» **Task requirements**
Set down exactly each line of the entries below, beginning at the one that contains "of the framed" and ending at the last, and no others.

» **Dataset entries**
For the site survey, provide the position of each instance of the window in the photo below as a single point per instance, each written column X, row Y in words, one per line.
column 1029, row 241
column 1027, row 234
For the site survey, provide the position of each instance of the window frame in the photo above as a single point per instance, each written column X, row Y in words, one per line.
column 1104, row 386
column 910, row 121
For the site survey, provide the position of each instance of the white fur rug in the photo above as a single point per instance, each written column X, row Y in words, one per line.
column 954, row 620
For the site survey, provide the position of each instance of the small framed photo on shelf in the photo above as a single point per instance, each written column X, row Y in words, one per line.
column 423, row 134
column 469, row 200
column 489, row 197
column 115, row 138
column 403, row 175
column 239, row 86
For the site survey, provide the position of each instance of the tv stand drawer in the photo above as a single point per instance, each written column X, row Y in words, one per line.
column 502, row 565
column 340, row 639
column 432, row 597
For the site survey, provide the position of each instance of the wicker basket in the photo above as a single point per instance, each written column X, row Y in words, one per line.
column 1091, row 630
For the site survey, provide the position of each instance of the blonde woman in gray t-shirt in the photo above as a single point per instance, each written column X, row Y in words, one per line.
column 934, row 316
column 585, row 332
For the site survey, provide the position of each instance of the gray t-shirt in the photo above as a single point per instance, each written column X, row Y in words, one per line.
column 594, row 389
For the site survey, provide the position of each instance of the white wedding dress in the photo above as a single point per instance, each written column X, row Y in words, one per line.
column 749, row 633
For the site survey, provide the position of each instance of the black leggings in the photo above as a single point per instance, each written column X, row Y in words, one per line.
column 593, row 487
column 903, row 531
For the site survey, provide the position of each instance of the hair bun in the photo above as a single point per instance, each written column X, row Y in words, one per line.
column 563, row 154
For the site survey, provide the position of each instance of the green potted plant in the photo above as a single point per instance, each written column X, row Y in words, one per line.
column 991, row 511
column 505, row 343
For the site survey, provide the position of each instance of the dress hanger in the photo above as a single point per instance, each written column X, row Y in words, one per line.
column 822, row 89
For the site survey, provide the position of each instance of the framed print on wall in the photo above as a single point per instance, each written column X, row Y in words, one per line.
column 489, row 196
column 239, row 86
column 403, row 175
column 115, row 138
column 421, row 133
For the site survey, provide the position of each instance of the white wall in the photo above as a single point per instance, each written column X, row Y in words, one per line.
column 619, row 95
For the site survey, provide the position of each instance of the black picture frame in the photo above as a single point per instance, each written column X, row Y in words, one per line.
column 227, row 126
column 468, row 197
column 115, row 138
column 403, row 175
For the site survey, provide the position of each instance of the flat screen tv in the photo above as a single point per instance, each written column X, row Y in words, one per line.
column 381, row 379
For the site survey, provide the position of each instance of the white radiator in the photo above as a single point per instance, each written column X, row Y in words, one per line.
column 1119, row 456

» **Answer for this exercise**
For the site survey, provide the position of each instance of the framed print on wall in the photo above as a single point per instance, each written column X, row Y in words, one per line.
column 489, row 196
column 239, row 86
column 403, row 175
column 115, row 138
column 421, row 133
For the site survey, provide the position of each instance of the white wall in the photo above as a single point per instance, each written column X, row Y in words, one per line.
column 619, row 95
For the site survey, provide the position of each instance of the black picture frame in the photo above as a single point per instance, each written column X, row Y in words, one per line.
column 227, row 126
column 468, row 197
column 115, row 138
column 403, row 175
For the site survey, provide the position of each instance of the flat screen tv in the photo above as a single point per instance, each written column X, row Y in words, one per line.
column 381, row 379
For the site survey, provide the position of each instance of the white radiator in the photo above as a single point per instance, each written column X, row Y in words, one per line.
column 1119, row 456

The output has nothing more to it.